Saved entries
=== Section Start ===
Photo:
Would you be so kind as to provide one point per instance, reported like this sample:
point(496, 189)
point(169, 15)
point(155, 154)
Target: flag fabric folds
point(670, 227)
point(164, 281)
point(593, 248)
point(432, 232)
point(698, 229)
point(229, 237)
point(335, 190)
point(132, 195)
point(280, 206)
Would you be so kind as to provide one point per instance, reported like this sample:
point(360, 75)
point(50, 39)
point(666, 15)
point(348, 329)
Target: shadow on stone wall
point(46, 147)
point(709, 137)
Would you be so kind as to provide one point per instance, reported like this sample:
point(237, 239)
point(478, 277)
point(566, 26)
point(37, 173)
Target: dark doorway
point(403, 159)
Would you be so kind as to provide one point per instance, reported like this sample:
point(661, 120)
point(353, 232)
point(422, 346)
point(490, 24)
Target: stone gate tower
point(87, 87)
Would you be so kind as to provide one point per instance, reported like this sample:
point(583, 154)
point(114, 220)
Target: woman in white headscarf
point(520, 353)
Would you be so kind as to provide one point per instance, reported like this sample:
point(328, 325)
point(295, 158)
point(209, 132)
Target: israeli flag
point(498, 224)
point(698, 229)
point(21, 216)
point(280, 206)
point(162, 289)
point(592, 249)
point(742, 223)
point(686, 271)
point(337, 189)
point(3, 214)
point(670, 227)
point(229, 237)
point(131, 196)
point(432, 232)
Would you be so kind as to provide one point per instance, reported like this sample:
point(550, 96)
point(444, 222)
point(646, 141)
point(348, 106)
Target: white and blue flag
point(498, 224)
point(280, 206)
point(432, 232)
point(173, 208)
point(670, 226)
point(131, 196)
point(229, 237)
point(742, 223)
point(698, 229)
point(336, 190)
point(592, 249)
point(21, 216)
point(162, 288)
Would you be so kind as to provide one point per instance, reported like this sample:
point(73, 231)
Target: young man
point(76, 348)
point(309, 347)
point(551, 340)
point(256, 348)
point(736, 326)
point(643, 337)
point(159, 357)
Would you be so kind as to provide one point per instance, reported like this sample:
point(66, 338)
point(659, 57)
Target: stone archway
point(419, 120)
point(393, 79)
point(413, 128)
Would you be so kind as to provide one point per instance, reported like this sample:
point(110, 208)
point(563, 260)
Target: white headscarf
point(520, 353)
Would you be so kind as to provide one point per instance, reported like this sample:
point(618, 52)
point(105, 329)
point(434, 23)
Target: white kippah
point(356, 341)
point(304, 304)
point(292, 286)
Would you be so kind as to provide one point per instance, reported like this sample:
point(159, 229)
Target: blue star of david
=== Section End ===
→ INSTRUCTIONS TO FOLLOW: The lines from the one containing "point(110, 208)" through the last line of the records are to be transcribed exactly, with nothing else added.

→ RESPONSE BOX:
point(110, 208)
point(563, 260)
Target: white headscarf
point(520, 353)
Would you be so kind as to provide one point per instance, reported like this sample:
point(618, 52)
point(105, 329)
point(434, 23)
Target: white kippah
point(356, 341)
point(304, 304)
point(292, 286)
Would you be so kind as to provide one point per instance, reported like this sample:
point(159, 229)
Target: blue star of david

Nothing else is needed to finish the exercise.